Exercise requirements:
A. In the cost-of-living text, copy the passage from "Fluctuations in the cost of living have" to "business should be." word for word.
B. Name every city or state mentioned in the cost-of-living text, listing each only once.

Text shown:
- The primary causes of fluctuations in the cost of living are twofold: (1) inflation and (2) exchange rates.
- With more of the workforce population working remotely, this will have implications in conjunction with fluctuations in cost-of-living.
- Demographically speaking, in the coming years, the effects of cost-of-living fluctuations will primarily depend on one’s economic/social class.
Fluctuations in the cost of living have historically affected the world of work. If you were to ace a job interview in a different state, for instance, one of the first questions you’d ask yourself is, “what is the cost of living?”
Moving is difficult enough – moving somewhere you can’t afford is even worse.
Potential business owners likewise must consider the cost of living when determining where their business should be.
If you live in New York City and want to open up a surfboard shop in San Diego where it would be most likely to be lucrative, the cost of living is an important factor to consider when finalizing your commitment to start a business.
In each case, the cost of living consists of the purchasing power your money has. A salary of $20,000 a year will not support a family in New York City, but it might in Arkansas.
What about the cost of living’s effect on the future of work? The primary causes of fluctuations in the cost of living are twofold: (1) inflation and (2) exchange rates.
“Exchange rate changes and inflation differentials can push the cost-of-living indexes in the same direction or they can counter-balance each other. However, in recent years exchange rate fluctuations have had more effect on cost-of-living indexes than inflation, except in some countries with hyper-inflation,” according to Mercer.

Available data:
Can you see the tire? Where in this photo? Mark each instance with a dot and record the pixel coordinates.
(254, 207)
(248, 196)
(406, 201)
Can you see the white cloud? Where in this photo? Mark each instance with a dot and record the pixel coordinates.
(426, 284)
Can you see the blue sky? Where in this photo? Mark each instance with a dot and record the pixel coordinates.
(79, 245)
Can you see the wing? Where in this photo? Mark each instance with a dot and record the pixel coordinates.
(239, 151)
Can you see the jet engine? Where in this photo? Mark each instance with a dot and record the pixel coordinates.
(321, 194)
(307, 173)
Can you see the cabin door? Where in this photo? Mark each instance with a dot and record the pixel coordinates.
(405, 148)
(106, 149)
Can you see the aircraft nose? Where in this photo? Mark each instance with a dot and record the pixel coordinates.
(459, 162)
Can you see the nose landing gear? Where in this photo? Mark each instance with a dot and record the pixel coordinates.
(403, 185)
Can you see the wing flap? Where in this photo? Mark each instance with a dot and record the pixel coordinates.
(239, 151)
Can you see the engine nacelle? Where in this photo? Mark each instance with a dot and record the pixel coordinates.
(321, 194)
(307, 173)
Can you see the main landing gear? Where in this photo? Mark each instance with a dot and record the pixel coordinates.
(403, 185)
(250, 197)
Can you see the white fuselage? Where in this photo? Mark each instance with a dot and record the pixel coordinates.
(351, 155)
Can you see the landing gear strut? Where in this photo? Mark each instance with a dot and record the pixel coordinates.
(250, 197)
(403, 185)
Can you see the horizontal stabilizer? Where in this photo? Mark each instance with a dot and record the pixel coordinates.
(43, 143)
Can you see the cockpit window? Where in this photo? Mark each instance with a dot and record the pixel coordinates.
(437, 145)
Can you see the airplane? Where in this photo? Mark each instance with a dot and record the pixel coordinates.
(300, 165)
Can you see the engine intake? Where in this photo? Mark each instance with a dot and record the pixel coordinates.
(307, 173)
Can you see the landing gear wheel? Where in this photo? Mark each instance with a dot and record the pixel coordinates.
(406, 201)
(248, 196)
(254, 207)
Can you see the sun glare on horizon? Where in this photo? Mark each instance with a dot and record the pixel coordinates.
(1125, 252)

Expected responses:
A.
Fluctuations in the cost of living have historically affected the world of work. If you were to ace a job interview in a different state, for instance, one of the first questions you’d ask yourself is, “what is the cost of living?”
Moving is difficult enough – moving somewhere you can’t afford is even worse.
Potential business owners likewise must consider the cost of living when determining where their business should be.

B. New York City, San Diego, Arkansas